- [WHAT IS ASKED]: Rewrite the lines below as a two-column Markdown table headed Number and Line. Number each line, omit blank lines, and include only the lines starting at the line containing "search: bridge railing" and ending at the last line of the rows, with both ends included.
— START —
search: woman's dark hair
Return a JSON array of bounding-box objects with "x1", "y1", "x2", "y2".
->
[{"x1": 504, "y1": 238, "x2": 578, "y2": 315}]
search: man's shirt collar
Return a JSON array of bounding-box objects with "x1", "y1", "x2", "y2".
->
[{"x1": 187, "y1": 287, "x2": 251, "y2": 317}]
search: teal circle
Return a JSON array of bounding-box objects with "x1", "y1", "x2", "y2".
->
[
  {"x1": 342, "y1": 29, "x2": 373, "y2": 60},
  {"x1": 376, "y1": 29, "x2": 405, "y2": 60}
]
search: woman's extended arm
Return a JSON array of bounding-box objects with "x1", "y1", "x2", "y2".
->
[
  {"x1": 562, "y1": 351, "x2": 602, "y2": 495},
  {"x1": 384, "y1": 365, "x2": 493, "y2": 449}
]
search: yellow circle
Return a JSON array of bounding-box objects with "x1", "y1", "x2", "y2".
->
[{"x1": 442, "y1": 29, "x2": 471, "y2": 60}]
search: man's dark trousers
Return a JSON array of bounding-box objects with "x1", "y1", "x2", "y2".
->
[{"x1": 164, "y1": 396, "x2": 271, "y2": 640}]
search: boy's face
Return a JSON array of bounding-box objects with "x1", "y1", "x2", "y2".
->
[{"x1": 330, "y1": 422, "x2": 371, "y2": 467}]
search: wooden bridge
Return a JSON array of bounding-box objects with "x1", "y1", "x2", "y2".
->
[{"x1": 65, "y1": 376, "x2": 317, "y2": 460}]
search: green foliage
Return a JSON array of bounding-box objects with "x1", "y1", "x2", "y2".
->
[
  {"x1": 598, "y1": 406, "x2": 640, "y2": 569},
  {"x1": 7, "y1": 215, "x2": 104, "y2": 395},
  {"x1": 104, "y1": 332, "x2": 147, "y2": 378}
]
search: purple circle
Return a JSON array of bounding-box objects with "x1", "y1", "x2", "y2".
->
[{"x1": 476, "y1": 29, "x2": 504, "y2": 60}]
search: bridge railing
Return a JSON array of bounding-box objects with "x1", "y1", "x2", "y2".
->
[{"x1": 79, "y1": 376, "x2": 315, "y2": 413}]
— END —
- [TASK ANSWER]:
| Number | Line |
|---|---|
| 1 | search: bridge railing |
| 2 | Return a JSON array of bounding-box objects with "x1", "y1", "x2", "y2". |
| 3 | -> |
| 4 | [{"x1": 79, "y1": 376, "x2": 315, "y2": 413}] |